This exercise calls for the records to be repeated in full, exactly as written.
[[ Records to use, beginning ]]
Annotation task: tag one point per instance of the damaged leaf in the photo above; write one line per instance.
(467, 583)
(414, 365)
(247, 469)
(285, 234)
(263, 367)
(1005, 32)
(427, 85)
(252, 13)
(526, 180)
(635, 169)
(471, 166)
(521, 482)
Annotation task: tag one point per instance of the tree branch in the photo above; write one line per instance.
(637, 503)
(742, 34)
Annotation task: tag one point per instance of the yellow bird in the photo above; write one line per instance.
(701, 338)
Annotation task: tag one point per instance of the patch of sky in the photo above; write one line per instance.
[[ Records to use, end ]]
§ Answer:
Annotation task: tag one point per instance of the damaged leaf in the photo above; write one line per instance.
(467, 583)
(414, 365)
(247, 469)
(285, 234)
(263, 367)
(1005, 32)
(427, 85)
(252, 13)
(526, 180)
(635, 169)
(471, 166)
(521, 482)
Annotation task: tag one point per instance of the tree branch in the photo above; write one line per instance.
(637, 503)
(742, 34)
Annotation task: tag one point per instance of the yellow bird in the photo above; write one line per instance.
(701, 338)
Annotation task: tag one point per instance of the patch of sky in the photo above; write one line per instance.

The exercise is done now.